**EXERCISE PROMPT**
Repeat all of the records below word for word, with nothing changed.

[Position annotation records]
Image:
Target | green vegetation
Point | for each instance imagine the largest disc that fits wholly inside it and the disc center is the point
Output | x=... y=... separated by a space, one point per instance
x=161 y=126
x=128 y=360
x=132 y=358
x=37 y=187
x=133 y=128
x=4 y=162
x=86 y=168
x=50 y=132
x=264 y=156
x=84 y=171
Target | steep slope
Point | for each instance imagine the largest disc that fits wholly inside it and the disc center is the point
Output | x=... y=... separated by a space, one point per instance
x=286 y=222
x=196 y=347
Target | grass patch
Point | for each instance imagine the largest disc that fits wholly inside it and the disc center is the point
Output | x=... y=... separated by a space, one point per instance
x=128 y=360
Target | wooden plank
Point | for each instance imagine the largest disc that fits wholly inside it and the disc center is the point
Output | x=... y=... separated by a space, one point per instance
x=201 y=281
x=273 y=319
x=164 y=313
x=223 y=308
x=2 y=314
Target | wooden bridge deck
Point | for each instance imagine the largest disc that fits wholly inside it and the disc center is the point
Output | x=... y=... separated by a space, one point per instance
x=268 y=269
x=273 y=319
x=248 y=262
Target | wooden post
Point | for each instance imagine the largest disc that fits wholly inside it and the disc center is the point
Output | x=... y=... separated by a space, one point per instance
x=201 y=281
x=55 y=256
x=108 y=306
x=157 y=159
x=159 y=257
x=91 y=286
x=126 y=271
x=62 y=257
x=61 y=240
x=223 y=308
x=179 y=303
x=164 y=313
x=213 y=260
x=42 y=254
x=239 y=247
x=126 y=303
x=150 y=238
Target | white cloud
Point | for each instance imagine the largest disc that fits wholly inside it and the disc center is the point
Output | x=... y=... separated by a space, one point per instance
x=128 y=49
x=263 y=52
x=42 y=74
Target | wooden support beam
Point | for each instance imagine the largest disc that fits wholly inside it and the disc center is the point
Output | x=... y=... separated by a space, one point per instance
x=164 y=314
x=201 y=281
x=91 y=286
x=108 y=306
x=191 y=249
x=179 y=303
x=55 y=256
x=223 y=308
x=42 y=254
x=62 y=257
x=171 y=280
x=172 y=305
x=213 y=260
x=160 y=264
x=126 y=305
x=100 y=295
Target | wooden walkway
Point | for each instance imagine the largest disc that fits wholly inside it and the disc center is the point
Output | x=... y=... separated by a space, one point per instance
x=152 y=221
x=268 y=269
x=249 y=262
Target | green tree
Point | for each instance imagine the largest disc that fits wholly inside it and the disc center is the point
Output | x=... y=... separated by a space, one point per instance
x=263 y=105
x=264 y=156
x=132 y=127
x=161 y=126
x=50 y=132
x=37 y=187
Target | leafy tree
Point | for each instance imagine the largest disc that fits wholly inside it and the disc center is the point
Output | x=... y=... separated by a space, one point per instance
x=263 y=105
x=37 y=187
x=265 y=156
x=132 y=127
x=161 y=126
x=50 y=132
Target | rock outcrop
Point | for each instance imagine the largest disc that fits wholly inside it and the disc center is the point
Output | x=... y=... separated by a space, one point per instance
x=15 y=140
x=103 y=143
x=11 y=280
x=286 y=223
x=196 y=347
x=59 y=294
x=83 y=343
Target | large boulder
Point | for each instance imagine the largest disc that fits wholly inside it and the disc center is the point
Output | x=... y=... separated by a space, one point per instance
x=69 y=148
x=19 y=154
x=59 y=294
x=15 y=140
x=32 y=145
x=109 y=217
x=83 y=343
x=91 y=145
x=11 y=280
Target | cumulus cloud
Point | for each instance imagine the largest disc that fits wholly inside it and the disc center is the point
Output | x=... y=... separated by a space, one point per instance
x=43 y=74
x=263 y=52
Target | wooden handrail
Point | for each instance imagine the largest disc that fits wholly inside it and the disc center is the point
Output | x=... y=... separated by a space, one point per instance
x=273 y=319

**TASK SOLUTION**
Image:
Target | green vegetation
Point | for each instance imagine the largest disc that fits wholly inside it and the disc center is the point
Output | x=... y=... separated by a space, one point per instance
x=161 y=126
x=128 y=360
x=132 y=358
x=37 y=187
x=133 y=128
x=4 y=162
x=86 y=168
x=50 y=132
x=264 y=156
x=84 y=171
Target | steep slope
Point | for each instance imagine the largest disc that fits wholly inside it and the disc center is the point
Output | x=... y=... separated by a space, one point per instance
x=286 y=222
x=196 y=347
Target | grass patch
Point | for each instance imagine the largest disc that fits wholly inside it and the disc center is the point
Output | x=... y=... separated by a space, one point per instance
x=128 y=360
Target | wooden plank
Point | for each instance imagine the largest disc that fits wholly inside it and the disc center is the point
Output | x=... y=... separated by a space, one point per instance
x=201 y=281
x=273 y=319
x=164 y=313
x=223 y=308
x=2 y=314
Target | wooden bridge deck
Point | for each instance imagine the largest disc that fits wholly inside it and the disc center is the point
Output | x=... y=... separated by a space, one point per instance
x=268 y=269
x=273 y=319
x=248 y=262
Target | wooden post
Point | for each instance imagine the largest disc that fits wholly inside it and the disc center is the point
Output | x=... y=... separated by a space, one point per instance
x=201 y=281
x=55 y=256
x=108 y=306
x=157 y=159
x=159 y=257
x=91 y=286
x=126 y=271
x=62 y=257
x=61 y=240
x=223 y=308
x=179 y=303
x=164 y=313
x=213 y=260
x=42 y=254
x=239 y=247
x=126 y=303
x=150 y=238
Target | white cloud
Point | for each instance imagine the largest disc that fits wholly inside it and the disc center is the point
Output | x=... y=... separated by a space, one point per instance
x=128 y=49
x=263 y=52
x=42 y=74
Target | wooden support beam
Point | for each instance imagine the largest disc that fits wholly inside it and the disc center is the point
Output | x=... y=... separated by a space, one point per instance
x=164 y=314
x=201 y=281
x=91 y=286
x=108 y=306
x=191 y=249
x=179 y=303
x=55 y=256
x=223 y=308
x=42 y=254
x=62 y=257
x=171 y=280
x=172 y=305
x=213 y=260
x=160 y=264
x=126 y=305
x=100 y=295
Target | wooden walkway
Point | for each instance imagine the largest disc that fits wholly inside it and the disc center is the point
Output | x=... y=... separated by a space, one point per instance
x=152 y=221
x=268 y=269
x=249 y=262
Target | green tree
Point | for each instance imagine the largest disc that fits wholly inside it and the disc center is the point
Output | x=... y=... separated by a space, one point per instance
x=263 y=105
x=264 y=156
x=132 y=127
x=161 y=126
x=50 y=132
x=37 y=187
Target | leafy tree
Point | for each instance imagine the largest disc that fits wholly inside it and the disc center is the point
Output | x=... y=... separated by a space, one point per instance
x=263 y=105
x=37 y=187
x=265 y=156
x=132 y=127
x=161 y=126
x=50 y=132
Target | rock outcrop
Point | for each instance imagine the largest disc that fits wholly inside it and the disc center is the point
Output | x=... y=... separated by a space, one point per instance
x=15 y=140
x=103 y=143
x=11 y=280
x=286 y=223
x=196 y=347
x=59 y=294
x=83 y=343
Target | large boulder
Point | for each instance imagine the largest disc that fits wholly inside it and the disc center is the point
Output | x=... y=... separated by a space, one point per instance
x=69 y=148
x=19 y=154
x=59 y=294
x=15 y=140
x=32 y=145
x=109 y=217
x=83 y=343
x=91 y=145
x=11 y=280
Target | cumulus cloud
Point | for each instance imagine the largest disc that fits wholly inside it and the disc center is the point
Output | x=... y=... separated by a space, one point per instance
x=43 y=74
x=263 y=52
Target | wooden handrail
Point | for each instance imagine the largest disc that fits wholly inside it and the disc center is the point
Output | x=... y=... separated by a space, one point per instance
x=273 y=319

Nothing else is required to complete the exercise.